◆ Problem set ◆
[a] Transcribe the passage of the article on Teva's job cuts starting at "Striking workers on" and ending at "1,700 in Israel.".
[b] List the full names of all the people named in the article on Teva's job cuts.
[c] Resume the article on Teva's job cuts after its final sentence.

◆ Text under study ◆
★ ★ ★ ★ ★
Israeli Prime Minister Benjamin Netanyahu said his government would do its utmost to blunt the effect of job cuts at Teva Pharmaceutical Industries Ltd as the debt-saddled company carries out its restructuring plan.
Netanyahu and Minister of Finance Moshe Kahlon are to meet this week with Teva chief executive officer Kare Schultz to try to “minimize the blow to workers,” according to an e-mailed statement from the prime minister’s office.
Netanyahu said he would do everything possible to prevent the closure of local plants and ensure that Teva, based near Tel Aviv, “will remain an Israeli company.”
Netanyahu stepped in after Schultz announced plans last week to slash 25 percent of Teva’s workforce and suspend dividends, aiming to cut US$3 billion in costs and whittle down a debt pile more than twice the size of Teva’s market capitalization.
Striking workers on Sunday idled Israel’s international airport, government offices, banks and stock market for half a day, pressing to scale back Teva’s plan to cut 14,000 jobs, including 1,700 in Israel.
The protesting employees tied up morning rush-hour traffic and burned tires outside a Jerusalem factory, while some barricaded themselves inside. Hundreds of Teva employees marched to Netanyahu’s office before Cabinet members arrived for their weekly meeting.
The government is considering a grant to Teva that would enable it to cut fewer Israeli jobs, the Haaretz newspaper said, without saying how it got the information.
★ ★ ★ ★ ★
◆ Text-to-region grounding records ◆
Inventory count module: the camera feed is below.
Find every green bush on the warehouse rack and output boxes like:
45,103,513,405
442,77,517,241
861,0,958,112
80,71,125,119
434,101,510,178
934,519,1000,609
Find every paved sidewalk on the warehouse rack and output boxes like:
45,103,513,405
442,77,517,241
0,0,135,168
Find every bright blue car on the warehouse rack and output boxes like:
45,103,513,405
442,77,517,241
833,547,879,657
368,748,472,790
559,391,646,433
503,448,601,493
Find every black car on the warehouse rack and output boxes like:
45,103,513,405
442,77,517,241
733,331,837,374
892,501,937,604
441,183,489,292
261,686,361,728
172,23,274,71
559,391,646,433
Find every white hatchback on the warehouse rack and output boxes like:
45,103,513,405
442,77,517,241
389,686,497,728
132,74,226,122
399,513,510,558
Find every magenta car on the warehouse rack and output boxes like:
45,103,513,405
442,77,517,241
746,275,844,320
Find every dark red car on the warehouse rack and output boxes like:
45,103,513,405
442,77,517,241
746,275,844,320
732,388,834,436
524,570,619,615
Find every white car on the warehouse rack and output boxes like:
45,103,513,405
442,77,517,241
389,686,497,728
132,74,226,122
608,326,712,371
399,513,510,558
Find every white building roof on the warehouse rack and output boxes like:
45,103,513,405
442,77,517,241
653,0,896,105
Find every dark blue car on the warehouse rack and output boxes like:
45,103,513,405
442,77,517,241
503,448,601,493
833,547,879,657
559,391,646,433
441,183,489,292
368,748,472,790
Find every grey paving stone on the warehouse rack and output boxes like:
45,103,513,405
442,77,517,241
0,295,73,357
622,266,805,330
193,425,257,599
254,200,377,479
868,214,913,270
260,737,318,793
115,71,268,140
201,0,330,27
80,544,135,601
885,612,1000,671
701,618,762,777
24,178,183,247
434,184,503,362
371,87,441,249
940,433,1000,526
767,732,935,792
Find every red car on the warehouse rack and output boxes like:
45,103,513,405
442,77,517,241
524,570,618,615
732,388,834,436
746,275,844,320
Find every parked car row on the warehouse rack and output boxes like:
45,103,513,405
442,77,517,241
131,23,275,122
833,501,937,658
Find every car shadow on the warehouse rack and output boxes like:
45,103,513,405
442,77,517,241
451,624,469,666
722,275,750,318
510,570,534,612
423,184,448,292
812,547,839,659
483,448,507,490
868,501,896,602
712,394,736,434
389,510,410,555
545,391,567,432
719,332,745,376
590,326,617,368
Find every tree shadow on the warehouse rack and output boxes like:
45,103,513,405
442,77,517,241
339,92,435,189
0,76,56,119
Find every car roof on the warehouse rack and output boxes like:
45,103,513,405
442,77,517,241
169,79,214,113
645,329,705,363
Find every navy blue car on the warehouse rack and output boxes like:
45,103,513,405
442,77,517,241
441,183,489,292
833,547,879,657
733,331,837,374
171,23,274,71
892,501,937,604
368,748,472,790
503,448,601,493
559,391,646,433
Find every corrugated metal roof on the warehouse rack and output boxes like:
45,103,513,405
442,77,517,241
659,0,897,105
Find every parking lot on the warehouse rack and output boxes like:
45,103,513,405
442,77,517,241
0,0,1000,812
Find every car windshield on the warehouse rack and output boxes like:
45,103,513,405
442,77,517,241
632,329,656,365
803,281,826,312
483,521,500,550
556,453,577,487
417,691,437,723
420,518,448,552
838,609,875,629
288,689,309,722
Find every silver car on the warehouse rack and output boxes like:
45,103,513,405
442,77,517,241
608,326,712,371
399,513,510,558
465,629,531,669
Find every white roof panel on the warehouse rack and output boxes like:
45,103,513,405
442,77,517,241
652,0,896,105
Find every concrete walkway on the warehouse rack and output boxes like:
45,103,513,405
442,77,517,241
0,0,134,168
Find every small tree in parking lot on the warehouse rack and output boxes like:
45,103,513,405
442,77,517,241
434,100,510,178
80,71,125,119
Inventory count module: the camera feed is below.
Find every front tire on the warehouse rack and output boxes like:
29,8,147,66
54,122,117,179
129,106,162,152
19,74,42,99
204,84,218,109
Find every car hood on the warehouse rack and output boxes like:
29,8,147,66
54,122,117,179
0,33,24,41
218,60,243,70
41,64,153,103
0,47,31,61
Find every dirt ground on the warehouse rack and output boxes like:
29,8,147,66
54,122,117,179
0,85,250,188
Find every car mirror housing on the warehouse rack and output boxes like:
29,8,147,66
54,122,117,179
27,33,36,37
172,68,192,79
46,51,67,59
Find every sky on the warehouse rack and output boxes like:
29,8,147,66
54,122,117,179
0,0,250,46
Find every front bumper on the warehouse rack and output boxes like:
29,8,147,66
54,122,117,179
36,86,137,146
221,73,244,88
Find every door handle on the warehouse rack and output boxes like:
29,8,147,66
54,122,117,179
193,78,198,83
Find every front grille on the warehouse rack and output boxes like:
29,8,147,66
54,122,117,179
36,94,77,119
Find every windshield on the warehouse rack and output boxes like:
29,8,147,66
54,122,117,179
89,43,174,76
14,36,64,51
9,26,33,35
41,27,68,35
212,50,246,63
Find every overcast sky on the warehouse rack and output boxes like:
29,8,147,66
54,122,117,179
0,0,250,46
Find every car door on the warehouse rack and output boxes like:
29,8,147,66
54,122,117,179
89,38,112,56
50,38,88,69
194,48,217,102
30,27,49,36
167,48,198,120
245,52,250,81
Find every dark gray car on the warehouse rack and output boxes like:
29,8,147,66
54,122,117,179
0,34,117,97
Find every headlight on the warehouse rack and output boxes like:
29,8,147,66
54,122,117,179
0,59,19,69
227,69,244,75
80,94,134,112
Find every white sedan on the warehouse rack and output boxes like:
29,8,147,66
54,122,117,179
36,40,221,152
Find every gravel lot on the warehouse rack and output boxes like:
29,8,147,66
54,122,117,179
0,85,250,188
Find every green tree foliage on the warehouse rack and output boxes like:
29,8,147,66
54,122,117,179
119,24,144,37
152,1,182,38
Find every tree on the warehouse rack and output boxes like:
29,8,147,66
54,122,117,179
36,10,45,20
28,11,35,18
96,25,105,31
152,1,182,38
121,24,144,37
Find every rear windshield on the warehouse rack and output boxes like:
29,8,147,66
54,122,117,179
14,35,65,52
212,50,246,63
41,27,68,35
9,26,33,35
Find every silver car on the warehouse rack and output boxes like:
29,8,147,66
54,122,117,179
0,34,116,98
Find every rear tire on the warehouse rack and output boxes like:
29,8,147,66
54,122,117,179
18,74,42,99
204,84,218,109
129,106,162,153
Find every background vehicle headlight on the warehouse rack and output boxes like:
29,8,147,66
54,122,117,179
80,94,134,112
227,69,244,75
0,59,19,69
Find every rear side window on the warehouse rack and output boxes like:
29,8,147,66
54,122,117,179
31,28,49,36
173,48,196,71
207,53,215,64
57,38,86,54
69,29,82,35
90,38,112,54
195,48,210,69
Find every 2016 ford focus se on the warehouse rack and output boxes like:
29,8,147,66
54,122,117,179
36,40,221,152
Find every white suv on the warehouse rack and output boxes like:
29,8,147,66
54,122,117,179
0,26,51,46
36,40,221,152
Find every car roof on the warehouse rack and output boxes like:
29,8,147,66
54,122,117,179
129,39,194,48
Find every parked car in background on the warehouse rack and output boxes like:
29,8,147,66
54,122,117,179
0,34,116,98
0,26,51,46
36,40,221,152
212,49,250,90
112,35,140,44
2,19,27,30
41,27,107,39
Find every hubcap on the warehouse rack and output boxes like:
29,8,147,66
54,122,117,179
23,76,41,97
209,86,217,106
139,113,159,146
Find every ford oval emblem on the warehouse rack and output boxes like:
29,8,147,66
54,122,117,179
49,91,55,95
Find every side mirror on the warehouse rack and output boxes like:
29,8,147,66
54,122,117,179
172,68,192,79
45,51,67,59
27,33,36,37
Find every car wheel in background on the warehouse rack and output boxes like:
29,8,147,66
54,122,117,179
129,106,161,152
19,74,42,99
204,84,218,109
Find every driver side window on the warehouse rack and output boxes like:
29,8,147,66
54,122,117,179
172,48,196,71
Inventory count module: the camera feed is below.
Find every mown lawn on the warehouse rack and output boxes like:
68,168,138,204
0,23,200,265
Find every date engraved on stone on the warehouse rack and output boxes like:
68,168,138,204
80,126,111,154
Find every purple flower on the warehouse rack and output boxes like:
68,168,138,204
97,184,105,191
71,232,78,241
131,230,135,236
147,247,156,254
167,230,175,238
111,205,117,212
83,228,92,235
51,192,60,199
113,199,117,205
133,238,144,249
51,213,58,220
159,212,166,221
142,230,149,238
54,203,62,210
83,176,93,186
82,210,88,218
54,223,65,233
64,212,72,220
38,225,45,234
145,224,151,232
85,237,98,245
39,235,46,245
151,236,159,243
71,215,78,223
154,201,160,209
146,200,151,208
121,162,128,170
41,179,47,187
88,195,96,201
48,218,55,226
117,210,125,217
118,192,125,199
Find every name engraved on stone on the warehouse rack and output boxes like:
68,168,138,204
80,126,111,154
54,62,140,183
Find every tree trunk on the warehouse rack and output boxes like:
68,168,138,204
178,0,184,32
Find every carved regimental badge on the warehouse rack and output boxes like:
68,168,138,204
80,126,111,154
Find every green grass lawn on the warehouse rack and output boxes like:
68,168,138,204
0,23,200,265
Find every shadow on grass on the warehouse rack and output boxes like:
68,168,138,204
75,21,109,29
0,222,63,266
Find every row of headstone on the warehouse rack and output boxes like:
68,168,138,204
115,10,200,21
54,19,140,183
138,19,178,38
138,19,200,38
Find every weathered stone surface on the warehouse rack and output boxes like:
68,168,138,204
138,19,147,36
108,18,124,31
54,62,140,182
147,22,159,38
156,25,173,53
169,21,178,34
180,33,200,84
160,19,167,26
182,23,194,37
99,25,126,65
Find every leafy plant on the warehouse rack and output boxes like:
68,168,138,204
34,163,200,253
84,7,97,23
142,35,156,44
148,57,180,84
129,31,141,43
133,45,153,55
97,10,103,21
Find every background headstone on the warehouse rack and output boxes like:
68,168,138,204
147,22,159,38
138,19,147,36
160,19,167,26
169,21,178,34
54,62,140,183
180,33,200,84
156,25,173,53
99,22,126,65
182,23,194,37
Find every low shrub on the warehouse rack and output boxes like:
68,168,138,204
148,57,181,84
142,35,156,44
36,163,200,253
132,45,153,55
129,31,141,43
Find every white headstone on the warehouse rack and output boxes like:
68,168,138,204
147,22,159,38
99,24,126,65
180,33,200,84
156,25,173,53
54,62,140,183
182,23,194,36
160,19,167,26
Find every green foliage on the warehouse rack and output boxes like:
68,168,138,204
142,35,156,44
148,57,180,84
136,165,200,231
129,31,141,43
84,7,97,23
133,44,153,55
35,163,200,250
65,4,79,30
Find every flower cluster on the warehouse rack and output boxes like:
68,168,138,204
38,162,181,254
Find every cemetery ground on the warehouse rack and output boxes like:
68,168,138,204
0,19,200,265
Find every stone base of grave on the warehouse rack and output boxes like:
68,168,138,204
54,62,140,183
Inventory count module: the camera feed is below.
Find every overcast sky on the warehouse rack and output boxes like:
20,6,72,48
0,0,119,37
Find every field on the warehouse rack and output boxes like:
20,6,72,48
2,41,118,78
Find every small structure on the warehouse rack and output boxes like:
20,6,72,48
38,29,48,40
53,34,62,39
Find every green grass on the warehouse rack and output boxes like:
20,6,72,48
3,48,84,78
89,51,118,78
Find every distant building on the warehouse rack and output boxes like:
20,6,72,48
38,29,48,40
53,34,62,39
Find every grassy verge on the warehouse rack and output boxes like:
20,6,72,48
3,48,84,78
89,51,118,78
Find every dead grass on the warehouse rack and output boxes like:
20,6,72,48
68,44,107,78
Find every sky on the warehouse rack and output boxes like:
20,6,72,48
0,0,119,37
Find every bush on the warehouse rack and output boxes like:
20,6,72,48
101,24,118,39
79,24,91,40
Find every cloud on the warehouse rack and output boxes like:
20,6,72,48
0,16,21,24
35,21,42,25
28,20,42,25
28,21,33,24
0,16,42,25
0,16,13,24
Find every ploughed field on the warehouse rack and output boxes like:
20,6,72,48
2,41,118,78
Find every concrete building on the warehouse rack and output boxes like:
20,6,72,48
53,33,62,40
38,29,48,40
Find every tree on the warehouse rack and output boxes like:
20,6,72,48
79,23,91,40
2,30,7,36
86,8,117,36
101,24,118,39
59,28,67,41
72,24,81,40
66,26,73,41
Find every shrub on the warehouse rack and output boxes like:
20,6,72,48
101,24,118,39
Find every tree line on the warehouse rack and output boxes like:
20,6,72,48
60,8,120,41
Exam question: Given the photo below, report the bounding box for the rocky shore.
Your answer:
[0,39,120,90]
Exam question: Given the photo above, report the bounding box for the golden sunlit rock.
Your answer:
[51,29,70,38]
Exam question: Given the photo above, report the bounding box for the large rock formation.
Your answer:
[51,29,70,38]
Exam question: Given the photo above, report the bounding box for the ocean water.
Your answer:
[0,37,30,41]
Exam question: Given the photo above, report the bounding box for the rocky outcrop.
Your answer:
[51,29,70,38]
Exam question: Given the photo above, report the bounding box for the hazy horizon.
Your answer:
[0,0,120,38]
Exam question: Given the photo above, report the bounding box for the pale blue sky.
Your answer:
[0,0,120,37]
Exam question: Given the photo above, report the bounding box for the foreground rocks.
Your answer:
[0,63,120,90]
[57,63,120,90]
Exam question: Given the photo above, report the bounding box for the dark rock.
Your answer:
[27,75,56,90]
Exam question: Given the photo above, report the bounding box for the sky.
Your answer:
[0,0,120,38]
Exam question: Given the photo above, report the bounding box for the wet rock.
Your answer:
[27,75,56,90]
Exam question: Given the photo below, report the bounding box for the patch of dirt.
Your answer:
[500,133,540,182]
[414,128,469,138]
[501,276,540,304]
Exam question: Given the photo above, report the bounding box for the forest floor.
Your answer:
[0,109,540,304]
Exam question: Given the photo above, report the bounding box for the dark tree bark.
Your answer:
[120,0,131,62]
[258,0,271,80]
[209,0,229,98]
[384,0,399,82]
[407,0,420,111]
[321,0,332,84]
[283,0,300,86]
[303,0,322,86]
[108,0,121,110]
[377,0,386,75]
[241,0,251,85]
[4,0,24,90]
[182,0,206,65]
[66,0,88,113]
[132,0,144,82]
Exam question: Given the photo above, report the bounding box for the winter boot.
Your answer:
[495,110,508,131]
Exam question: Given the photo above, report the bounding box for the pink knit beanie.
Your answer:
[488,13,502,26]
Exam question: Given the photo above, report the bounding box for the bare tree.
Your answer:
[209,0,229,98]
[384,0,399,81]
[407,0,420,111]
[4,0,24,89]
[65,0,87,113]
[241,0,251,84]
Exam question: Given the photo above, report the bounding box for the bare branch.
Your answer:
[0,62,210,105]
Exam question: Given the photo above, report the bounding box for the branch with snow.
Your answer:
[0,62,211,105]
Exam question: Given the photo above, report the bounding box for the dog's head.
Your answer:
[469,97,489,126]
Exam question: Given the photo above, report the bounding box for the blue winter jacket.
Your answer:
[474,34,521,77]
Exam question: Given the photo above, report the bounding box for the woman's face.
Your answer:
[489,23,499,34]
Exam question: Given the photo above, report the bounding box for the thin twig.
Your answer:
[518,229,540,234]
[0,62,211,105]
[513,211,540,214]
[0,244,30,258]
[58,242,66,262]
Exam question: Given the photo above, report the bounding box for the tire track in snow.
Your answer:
★ ★ ★ ★ ★
◆ Answers ◆
[a]
Striking workers on Sunday idled Israel’s international airport, government offices, banks and stock market for half a day, pressing to scale back Teva’s plan to cut 14,000 jobs, including 1,700 in Israel.

[b] Benjamin Netanyahu, Moshe Kahlon, Kare Schultz

[c]
In Israel, Teva had been viewed with pride for decades as the nation’s only corporate giant by global standards, with so many Israelis owning Teva shares that it is referred to as “the people’s stock.” One of the world’s biggest generic drugmakers, it is also one of Israel’s biggest employers. As a symbol of Israel’s entrepreneurial spirit, its meltdown is therefore seen as much more than just another failed business.
A walkout that the Histadrut labor federation called on Sunday in solidarity with Teva employees lasted until noon.
“Our factory is bleeding and the situation is bleak,” Teva union leader Itzik Ben-Simon told Israel Radio.
The company is monitoring the protests and seeking to minimize any effect on operations, spokesman Yonatan Beker said by telephone.
“Teva’s supply chain is evaluating its product supplies and production alternatives for all its products at any disrupted facilities, and will update its customers directly on the matter,” the company said in a statement.
Teva has been struggling since it paid almost US$41 billion last year to acquire Allergan PLC’s generics unit, a deal that failed to yield the anticipated sales boost. Compounding the problem is the loss of its monopoly on Copaxone, a multiple-sclerosis drug that at one point generated half of Teva’s profits.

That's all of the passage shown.